==== ИСХОДНЫЙ ТЕКСТ

В Мурманске к началу февраля были уволены со службы моряки, призванные до 1913 г. включительно.

В первых числах февраля в торжественной обстановке из Мурманска отбыли более 500 человек демобилизованных моряков. Отъезд этой первой крупной партии сопровождался теплыми проводами при значительном стечении делегаций различных организаций и населения города. Эти проводы совпали с решением Центромура о переводе кораблей на отопительный режим из-за недостатка в угле. Это обстоятельство гармонировало с сокращением личного состава до минимума и не возбуждало опасения за будущее.

Однако, события развертывались с головокружительной быстротой. В первой же половине февраля уехала следующая партия моряков призыва 1914 и 1915 гг., а в начале второй половины месяца состоялось увольнение всех годов до 1917 г. включительно.

Во второй половине марта Центромур решил расформировать береговые части: Кольскую и Александровскую флотские роты и рассмотрел вопрос о сокращении табеля комплектации основных боевых единиц.

Сокращение штатов производилось с учетом задач, которые возлагались на данный корабль или часть. Некоторые из кораблей из-за отсутствия команды были приведены на долговременное хранение и сданы в порт.

Из демобилизационного отдела Целедфлота шли различные постановления и приказы о планомерном проведении демобилизации, но эти директивы поступили с большим запозданием, когда в Мурманске демобилизация флотилии фактически закончилась по местным решениям Центромура, которые, по мнению многих специалистов, во многих случаях перешли за границы законности.

Увольняемым морякам демобилизационная комиссия Центромура выдавала удостоверения: «Сим удостоверяется, что по Декрету Совета Народных Комиссаров о переходе флота на добровольческие начала и согласно приказу Народной коллегии Мурманского района от 5 февраля 1918 г. за № 12[34] предъявитель сего есть действительно бывший военный моряк (фамилия, имя и отчество) ныне увольняемый от службы». Подписывал – председатель демобилизационной (учетной) комиссии Центромура.

========
==== ПЕРЕЧЕНЬ ЗАПИСЕЙ

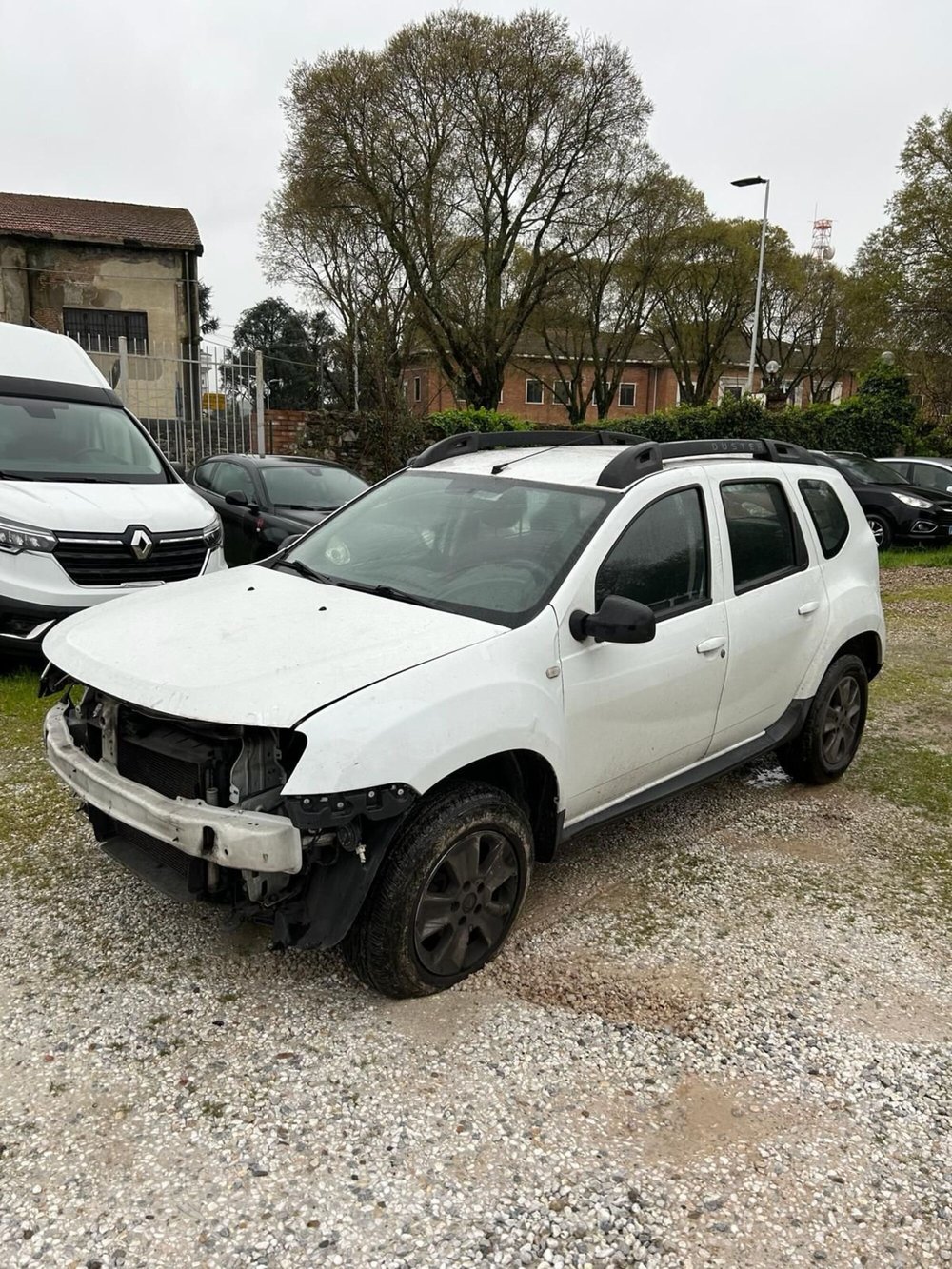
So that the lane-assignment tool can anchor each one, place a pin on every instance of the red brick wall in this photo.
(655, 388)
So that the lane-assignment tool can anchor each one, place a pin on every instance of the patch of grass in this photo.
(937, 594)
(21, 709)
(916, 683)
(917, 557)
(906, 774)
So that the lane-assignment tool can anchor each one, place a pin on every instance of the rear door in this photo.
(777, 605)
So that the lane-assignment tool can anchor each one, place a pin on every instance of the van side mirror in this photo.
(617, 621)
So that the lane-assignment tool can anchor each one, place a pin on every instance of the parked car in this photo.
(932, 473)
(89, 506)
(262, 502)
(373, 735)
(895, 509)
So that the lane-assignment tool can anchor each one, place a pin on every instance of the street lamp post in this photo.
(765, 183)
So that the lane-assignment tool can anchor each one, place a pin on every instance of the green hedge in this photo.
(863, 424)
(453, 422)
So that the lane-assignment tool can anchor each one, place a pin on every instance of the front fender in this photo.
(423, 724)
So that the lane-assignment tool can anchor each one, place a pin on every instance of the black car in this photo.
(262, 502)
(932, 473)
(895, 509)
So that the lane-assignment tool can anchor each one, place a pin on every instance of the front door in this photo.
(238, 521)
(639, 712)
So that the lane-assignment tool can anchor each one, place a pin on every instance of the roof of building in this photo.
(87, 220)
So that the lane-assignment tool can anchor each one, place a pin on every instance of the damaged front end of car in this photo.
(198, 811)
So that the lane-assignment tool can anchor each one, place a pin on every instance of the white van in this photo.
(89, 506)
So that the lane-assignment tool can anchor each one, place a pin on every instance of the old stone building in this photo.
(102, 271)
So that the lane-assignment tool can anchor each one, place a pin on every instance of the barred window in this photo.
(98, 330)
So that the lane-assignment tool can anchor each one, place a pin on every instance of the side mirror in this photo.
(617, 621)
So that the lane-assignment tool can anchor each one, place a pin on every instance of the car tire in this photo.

========

### ЧТО СДЕЛАТЬ
1. Выведите из текста о демобилизации в Мурманске дословный фрагмент, начиная со слов «В Мурманске к» и заканчивая словами «опасения за будущее.».
2. Пожалуйста, перескажите в виде списка абзац текста о демобилизации в Мурманске, который начинается словами «В первых числах февраля», сохранив его основные факты.
3. Продолжите текст о демобилизации в Мурманске, начав сразу после его последнего предложения.
Записи для работы не понадобятся.

### ОЖИДАЕМЫЕ ОТВЕТЫ
1.
В Мурманске к началу февраля были уволены со службы моряки, призванные до 1913 г. включительно.

В первых числах февраля в торжественной обстановке из Мурманска отбыли более 500 человек демобилизованных моряков. Отъезд этой первой крупной партии сопровождался теплыми проводами при значительном стечении делегаций различных организаций и населения города. Эти проводы совпали с решением Центромура о переводе кораблей на отопительный режим из-за недостатка в угле. Это обстоятельство гармонировало с сокращением личного состава до минимума и не возбуждало опасения за будущее.

2.
- В первых числах февраля из Мурманска торжественно отбыли более 500 демобилизованных моряков.
- Эту первую крупную партию тепло проводили делегации различных организаций и многочисленные жители города.
- Проводы совпали с решением Центромура перевести корабли на отопительный режим из-за недостатка угля.
- Это решение согласовывалось с сокращением личного состава до минимума и не вызывало опасений за будущее.

3.
В первые месяцы 1918 г. произошли крупнейшие реформы, и Центромур едва успевал оформлять поступки, вытекающие из этих событий, и плелся за ними*.

Одновременно с роспуском матросов судовые комитеты вели запись желающих остаться на новых началах, а Центромур в середине февраля объявил всеобщую запись во флот с проведением пышных митингов.

Договор на службу был прост по содержанию и заключался на весьма короткие сроки.

В Мурманской флотилии первые договоры заключались до 1 апреля, т.е. меньше, чем на два месяца.

Приказом народного комиссара Дыбенко предусматривались высокие оклады, так, например, матросы-специалисты получали жалованье только в два раза меньше, чем командир корабля или старший инженер-механик.

Начиная с апреля месяца, договоры на службу заключали для моряков, служивших ранее на флоте, на 7 месяцев, а не прошедших военно-морскую подготовку на 13 месяцев. При этих сроках выдавалось обмундирование. Принятие таких сроков было чисто местным решением и несколько противоречило положению о переводе флота на добровольческие начала.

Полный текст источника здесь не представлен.